Trecho selecionado ->
▼
Folha de S. Paulo


Livro narra com riqueza o avanço de facção sobre o narcotráfico no país

Reprodução- 16. jun.2016/Twitter/ABC digital
Metralhadora antiaérea usada no ataque ao traficante Jorge Rafaat Toumani, morto no Paraguai
Metralhadora antiaérea usada no ataque ao traficante Jorge Rafaat Toumani, morto no Paraguai

O leitor acostumado a julgar o livro pela capa, ou pelo título, poderá equivocar-se ao supor que "Cocaína, a Rota Caipira" –lançado em maio pela editora Record– se resuma à rotina do tráfico regional no interior de São Paulo. Algo menor.

A obra do jornalista paulista Allan de Abreu é, ao contrário disso, um dos mais profundos trabalhos jornalísticos sobre o narcotráfico internacional feito a partir desse importante corredor de drogas no país e ainda sobre o avanço do PCC no domínio dessa rota.

Assim, o cenário comum das terras paulistas, o "mar sem fim das canas-de-açúcar" e suas estradas de terra ocres, torna-se o pano de fundo –ou o fio condutor– das dezenas de histórias narradas nos 29 capítulos do livro.

Cada um deles tem começo, meio e desfecho. Falam, em sua maioria, sobre a ascensão e a queda de traficantes de alguma forma ligados à rota caipira desde o início da década de 90 até a atual guerra pelo monopólio do narcotráfico no país.

Sobre essa batalha, merece destaque a descrição do assassinato do traficante Jorge Rafaat Toumani, 56 –Sadam, o "rei da fronteira"–, morto com tiros de metralhadora.50, em 2016, no Paraguai.

A maior parte dos nomes trazidos às 823 páginas do livro é de pessoas desconhecidas –anônimos para os leitores comuns–, de pilotos de avião, "mulas", traficantes e policiais. Mas há personagens como o juiz federal Sergio Moro, o doleiro Alberto Youssef e também o ex-secretário de Segurança do Rio de Janeiro José Mariano Beltrame.

Este último aparece atuando em operações da Polícia Federal pelo interior de São Paulo nos anos 2000, quando ainda era agente (depois viraria delegado), no combate ao narcotráfico. A experiência, segundo o autor, seria usada por Beltrame na implantação das UPPs cariocas.
▲
Registros exibidos ->
▼
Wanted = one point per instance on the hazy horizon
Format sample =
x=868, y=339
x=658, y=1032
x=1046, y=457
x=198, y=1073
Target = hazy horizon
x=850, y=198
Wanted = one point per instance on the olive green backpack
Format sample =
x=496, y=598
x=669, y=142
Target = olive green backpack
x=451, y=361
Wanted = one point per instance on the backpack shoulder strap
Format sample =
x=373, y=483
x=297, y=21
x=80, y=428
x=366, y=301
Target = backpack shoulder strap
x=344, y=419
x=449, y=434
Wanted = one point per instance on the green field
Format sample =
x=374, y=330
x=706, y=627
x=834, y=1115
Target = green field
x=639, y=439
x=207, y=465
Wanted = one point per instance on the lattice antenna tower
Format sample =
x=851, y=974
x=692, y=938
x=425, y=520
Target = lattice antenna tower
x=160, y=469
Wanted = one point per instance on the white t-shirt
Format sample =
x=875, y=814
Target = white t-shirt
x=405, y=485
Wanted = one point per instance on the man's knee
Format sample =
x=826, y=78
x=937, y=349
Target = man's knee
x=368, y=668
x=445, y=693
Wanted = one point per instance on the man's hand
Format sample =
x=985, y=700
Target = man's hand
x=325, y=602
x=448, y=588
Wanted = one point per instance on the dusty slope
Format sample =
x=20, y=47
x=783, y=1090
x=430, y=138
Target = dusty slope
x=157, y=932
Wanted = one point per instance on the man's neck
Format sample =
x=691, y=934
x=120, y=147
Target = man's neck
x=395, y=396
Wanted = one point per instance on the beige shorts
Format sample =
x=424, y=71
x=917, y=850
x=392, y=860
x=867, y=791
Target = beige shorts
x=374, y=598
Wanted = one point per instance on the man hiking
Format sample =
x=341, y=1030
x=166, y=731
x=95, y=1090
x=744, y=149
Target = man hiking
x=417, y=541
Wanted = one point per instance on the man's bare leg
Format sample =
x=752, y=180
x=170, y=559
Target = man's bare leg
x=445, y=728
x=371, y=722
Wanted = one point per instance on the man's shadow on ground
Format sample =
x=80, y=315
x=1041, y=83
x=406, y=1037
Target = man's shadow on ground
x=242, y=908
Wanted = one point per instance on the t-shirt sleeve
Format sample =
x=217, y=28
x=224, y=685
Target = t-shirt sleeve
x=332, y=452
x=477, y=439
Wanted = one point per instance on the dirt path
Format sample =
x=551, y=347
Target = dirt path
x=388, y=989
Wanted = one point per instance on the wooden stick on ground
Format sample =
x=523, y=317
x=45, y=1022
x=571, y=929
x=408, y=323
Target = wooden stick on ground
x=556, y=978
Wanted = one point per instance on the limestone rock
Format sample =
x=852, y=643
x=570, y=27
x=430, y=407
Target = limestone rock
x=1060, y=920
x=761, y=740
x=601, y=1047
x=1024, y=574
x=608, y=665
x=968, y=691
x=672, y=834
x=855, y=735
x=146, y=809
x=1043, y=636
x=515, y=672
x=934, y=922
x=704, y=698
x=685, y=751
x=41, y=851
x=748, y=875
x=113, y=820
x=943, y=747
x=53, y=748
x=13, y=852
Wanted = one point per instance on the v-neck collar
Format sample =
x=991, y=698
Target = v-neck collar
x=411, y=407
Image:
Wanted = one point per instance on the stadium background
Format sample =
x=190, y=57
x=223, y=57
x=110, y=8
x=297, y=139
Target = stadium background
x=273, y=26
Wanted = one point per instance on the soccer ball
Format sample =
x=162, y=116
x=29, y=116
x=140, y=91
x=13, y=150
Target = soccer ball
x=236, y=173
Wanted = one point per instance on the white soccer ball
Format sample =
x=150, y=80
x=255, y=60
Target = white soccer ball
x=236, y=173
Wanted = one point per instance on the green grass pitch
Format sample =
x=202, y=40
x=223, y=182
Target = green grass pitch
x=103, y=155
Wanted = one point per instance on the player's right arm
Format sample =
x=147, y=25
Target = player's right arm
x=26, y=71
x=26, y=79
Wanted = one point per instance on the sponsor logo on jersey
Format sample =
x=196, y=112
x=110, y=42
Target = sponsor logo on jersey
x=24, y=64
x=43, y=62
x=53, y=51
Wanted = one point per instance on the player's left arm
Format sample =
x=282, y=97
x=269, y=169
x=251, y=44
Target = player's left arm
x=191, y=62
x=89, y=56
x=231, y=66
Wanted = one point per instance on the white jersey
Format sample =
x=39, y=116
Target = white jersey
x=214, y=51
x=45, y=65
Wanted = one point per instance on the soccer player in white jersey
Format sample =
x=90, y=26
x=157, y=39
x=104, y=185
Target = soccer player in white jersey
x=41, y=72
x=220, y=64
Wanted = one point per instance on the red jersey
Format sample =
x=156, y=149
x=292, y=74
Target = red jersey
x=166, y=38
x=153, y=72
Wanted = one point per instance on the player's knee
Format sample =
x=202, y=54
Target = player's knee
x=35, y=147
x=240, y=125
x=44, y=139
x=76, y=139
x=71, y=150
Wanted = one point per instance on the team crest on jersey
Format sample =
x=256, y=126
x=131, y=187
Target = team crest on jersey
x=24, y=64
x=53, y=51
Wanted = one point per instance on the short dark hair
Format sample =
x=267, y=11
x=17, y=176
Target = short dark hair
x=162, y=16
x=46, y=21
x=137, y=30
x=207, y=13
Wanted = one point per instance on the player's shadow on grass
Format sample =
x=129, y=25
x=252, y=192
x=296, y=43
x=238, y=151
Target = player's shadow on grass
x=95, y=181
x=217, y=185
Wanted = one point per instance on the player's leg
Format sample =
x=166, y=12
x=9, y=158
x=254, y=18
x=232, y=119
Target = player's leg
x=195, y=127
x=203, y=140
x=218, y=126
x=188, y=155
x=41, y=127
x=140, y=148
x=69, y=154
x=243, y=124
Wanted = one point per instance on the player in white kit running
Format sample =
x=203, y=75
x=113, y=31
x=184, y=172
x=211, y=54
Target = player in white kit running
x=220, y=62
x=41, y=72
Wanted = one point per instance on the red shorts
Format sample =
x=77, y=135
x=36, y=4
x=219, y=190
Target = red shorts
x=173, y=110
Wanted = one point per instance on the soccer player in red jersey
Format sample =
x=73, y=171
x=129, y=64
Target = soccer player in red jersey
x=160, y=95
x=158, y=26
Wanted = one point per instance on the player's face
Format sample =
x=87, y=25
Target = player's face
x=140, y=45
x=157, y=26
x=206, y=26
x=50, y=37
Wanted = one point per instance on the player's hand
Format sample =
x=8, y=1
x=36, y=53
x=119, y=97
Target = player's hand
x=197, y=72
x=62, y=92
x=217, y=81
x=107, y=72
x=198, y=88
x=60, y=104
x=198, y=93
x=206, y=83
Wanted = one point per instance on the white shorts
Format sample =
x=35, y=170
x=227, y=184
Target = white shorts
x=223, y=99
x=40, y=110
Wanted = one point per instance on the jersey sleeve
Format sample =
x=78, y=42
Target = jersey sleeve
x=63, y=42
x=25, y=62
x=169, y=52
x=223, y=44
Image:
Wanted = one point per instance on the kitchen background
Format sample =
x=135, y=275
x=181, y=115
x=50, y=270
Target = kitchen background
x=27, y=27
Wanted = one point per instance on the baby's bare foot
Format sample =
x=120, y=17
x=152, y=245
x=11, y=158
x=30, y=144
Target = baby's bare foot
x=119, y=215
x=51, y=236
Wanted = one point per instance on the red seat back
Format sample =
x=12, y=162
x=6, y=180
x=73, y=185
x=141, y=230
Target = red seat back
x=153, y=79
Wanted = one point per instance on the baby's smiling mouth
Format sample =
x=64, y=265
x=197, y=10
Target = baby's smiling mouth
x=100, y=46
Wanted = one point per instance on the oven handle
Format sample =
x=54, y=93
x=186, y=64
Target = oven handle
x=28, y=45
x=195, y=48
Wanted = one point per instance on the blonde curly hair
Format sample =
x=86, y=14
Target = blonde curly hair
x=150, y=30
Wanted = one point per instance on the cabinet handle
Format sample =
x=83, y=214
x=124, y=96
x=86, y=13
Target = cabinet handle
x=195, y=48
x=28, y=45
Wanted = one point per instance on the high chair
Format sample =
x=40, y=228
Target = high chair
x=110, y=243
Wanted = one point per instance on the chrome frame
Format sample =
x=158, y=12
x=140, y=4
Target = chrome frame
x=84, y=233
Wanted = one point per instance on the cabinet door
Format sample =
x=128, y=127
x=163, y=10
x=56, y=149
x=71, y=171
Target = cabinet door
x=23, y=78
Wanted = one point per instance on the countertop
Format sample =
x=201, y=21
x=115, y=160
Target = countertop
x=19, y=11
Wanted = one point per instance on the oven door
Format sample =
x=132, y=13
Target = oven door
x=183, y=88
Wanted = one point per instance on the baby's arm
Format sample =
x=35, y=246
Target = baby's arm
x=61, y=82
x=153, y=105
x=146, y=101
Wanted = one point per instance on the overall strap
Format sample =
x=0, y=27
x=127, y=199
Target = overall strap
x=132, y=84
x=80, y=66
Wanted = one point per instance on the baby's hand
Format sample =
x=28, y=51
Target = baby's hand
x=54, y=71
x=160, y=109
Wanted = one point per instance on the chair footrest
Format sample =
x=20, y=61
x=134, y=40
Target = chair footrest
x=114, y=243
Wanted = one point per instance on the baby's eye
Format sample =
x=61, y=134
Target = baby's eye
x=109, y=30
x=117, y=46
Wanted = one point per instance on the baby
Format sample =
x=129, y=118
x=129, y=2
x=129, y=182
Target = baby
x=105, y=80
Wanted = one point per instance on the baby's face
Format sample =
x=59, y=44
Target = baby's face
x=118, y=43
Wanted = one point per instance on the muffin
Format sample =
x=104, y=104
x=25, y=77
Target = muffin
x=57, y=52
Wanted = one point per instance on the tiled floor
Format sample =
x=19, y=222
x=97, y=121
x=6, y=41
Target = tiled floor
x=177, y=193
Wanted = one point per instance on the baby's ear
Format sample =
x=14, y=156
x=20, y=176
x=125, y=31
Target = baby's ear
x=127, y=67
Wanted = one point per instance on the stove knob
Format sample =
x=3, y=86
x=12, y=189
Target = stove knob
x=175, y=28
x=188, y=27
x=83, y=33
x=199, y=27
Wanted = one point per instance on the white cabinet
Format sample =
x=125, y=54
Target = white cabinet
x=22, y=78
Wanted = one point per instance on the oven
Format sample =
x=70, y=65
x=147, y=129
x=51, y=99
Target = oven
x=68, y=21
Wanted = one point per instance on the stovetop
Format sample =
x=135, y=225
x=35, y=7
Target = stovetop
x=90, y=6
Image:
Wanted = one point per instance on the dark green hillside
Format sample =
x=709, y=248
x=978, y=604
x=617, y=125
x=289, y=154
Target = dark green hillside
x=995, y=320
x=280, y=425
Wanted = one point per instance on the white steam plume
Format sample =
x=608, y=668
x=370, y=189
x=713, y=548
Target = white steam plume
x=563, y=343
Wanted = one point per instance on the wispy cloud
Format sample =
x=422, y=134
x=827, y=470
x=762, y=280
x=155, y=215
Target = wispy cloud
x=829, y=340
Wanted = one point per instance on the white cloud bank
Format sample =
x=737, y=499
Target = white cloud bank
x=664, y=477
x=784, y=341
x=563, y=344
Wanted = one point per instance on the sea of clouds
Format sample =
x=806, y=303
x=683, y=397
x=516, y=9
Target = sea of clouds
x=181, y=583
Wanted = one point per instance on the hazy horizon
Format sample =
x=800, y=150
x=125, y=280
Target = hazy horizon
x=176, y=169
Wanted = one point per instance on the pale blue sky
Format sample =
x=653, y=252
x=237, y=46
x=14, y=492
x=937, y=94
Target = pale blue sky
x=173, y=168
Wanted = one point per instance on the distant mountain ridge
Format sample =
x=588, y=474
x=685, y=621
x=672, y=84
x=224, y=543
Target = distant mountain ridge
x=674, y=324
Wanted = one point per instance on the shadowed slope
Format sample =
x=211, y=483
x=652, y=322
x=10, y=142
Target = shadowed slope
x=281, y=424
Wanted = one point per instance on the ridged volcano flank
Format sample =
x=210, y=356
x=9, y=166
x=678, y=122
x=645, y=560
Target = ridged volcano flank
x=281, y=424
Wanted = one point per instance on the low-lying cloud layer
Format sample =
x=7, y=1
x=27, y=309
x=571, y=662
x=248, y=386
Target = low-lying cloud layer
▲
Conjunto de tarefas ->
a) Responda com base na resenha:
(i) Por qual editora foi lançado "Cocaína, a Rota Caipira"?
(ii) Quantos capítulos tem o livro?
(iii) Em que país foi morto o traficante Jorge Rafaat Toumani?
b) Reproduza o trecho da resenha começando em "A maior parte" e seguindo até "José Mariano Beltrame.".

Respostas por tarefa ->
a)
(i) Pela editora Record.
(ii) 29 capítulos.
(iii) No Paraguai.

b)
A maior parte dos nomes trazidos às 823 páginas do livro é de pessoas desconhecidas –anônimos para os leitores comuns–, de pilotos de avião, "mulas", traficantes e policiais. Mas há personagens como o juiz federal Sergio Moro, o doleiro Alberto Youssef e também o ex-secretário de Segurança do Rio de Janeiro José Mariano Beltrame.